### Exercise instructions
The records below need to be restated word for word.

### Data provided
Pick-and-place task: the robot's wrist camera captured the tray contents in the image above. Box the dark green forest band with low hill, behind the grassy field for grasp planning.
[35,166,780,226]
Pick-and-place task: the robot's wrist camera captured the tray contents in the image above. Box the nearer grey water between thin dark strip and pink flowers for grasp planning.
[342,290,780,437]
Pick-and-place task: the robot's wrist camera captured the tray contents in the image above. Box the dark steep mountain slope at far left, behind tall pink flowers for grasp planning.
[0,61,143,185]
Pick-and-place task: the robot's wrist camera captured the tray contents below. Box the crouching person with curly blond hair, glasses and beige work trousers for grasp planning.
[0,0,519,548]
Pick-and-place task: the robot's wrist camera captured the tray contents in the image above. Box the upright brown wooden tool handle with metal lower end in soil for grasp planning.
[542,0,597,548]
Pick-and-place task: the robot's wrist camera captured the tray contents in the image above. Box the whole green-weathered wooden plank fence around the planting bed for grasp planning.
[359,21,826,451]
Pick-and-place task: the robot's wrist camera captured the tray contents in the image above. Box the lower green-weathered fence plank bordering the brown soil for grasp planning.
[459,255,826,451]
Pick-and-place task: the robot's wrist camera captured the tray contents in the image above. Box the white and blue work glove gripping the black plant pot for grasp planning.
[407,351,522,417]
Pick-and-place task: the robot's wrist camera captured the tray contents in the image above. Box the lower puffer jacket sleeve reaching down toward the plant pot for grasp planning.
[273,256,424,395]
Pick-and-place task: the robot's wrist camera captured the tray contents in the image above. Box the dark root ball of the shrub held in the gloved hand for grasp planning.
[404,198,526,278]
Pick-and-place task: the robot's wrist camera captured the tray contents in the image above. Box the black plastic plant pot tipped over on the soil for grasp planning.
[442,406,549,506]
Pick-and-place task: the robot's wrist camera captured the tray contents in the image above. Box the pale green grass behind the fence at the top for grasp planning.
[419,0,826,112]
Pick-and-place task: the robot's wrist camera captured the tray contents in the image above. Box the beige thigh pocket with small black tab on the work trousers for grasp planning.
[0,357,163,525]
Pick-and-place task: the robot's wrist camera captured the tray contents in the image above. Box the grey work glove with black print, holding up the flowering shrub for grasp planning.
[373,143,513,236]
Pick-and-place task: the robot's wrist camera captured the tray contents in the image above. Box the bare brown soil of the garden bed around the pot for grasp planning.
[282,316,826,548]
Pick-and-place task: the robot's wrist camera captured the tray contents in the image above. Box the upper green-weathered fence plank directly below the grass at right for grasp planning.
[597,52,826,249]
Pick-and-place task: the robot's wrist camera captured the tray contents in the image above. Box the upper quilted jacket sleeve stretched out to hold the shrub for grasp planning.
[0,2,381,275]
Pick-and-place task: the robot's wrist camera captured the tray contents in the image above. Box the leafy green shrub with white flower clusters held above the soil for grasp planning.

### Exercise result
Pick-and-place task: the robot's wrist camera captured the tray contents in the image above. Box the dark green forest band with low hill, behind the grassy field for grasp planning.
[35,166,780,226]
Pick-and-place task: the robot's wrist camera captured the tray contents in the image above. Box the nearer grey water between thin dark strip and pink flowers for grasp planning.
[342,290,780,437]
Pick-and-place task: the robot's wrist camera captured the tray contents in the image above. Box the dark steep mountain slope at far left, behind tall pink flowers for grasp planning.
[0,61,143,185]
Pick-and-place task: the robot's wrist camera captured the tray contents below. Box the crouching person with curly blond hair, glasses and beige work trousers for grasp planning.
[0,0,519,548]
Pick-and-place task: the robot's wrist camera captured the tray contents in the image above. Box the upright brown wooden tool handle with metal lower end in soil for grasp planning.
[542,0,597,548]
Pick-and-place task: the robot's wrist camera captured the tray contents in the image above. Box the whole green-weathered wooden plank fence around the planting bed for grasp planning.
[359,21,826,451]
Pick-and-place task: the robot's wrist camera captured the tray contents in the image above. Box the lower green-weathered fence plank bordering the brown soil for grasp planning.
[459,255,826,451]
Pick-and-place task: the robot's wrist camera captured the tray contents in the image above. Box the white and blue work glove gripping the black plant pot for grasp planning.
[407,351,522,417]
Pick-and-place task: the robot's wrist camera captured the tray contents in the image above. Box the lower puffer jacket sleeve reaching down toward the plant pot for grasp planning.
[273,256,424,395]
Pick-and-place task: the robot's wrist camera captured the tray contents in the image above. Box the dark root ball of the shrub held in the gloved hand for grasp planning.
[404,198,526,278]
Pick-and-place task: the robot's wrist camera captured the tray contents in the image above. Box the black plastic plant pot tipped over on the soil for grasp planning.
[442,406,549,506]
Pick-and-place task: the robot's wrist camera captured the tray contents in the image above. Box the pale green grass behind the fence at the top for grasp planning.
[419,0,826,112]
Pick-and-place task: the robot's wrist camera captured the tray contents in the image above. Box the beige thigh pocket with small black tab on the work trousers for grasp planning.
[0,357,163,525]
Pick-and-place task: the robot's wrist camera captured the tray contents in the image above. Box the grey work glove with black print, holding up the flowering shrub for grasp planning.
[373,143,513,236]
Pick-and-place task: the robot's wrist camera captured the tray contents in the image above. Box the bare brown soil of the garden bed around the pot for grasp planning.
[282,316,826,548]
Pick-and-place task: the robot's wrist camera captured the tray contents in the image above. Box the upper green-weathered fence plank directly below the grass at right for grasp planning.
[597,52,826,249]
Pick-and-place task: the robot's wrist camera captured the tray contents in the image above. Box the upper quilted jacket sleeve stretched out to hold the shrub for grasp planning.
[0,2,381,275]
Pick-and-place task: the robot's wrist camera captured the tray contents in the image above. Box the leafy green shrub with white flower clusters held above the soil for grasp planning.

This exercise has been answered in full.